§ Work to be completed:
Each line below that contains the word "hawk" must be copied.

***** Records for this task

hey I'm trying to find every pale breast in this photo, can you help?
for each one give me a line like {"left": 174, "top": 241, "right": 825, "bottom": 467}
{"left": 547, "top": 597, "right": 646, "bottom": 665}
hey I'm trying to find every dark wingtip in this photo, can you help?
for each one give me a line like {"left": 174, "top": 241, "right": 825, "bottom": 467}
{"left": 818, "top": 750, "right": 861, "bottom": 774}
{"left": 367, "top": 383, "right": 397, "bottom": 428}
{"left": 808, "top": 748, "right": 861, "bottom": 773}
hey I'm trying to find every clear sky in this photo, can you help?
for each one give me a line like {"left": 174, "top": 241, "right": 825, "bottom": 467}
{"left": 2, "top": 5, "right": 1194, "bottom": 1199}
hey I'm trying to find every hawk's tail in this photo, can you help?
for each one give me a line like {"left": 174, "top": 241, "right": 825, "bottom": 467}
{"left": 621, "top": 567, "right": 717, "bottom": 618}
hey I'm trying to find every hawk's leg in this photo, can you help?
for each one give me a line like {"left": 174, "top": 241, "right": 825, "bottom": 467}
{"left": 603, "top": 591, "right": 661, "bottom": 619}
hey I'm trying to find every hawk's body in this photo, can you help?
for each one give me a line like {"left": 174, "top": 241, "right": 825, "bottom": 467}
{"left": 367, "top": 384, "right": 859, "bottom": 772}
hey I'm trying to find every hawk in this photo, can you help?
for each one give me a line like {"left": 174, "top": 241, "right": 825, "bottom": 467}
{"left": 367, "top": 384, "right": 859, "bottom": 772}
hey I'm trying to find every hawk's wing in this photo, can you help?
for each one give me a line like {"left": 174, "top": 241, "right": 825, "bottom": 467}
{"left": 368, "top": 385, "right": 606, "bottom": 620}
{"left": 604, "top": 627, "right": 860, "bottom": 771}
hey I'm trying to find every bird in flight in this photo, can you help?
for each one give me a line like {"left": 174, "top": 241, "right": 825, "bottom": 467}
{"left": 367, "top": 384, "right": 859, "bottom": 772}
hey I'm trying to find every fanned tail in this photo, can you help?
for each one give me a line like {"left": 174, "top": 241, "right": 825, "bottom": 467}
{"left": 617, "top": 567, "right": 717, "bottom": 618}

**********

§ Response area:
hey I'm trying to find every hawk's tail in this photo, can you help?
hey I'm trying to find every hawk's leg in this photo, can you help?
hey I'm trying to find every hawk's body in this photo, can you help?
hey I'm trying to find every hawk in this photo, can you help?
hey I'm trying to find every hawk's wing in this photo, can you help?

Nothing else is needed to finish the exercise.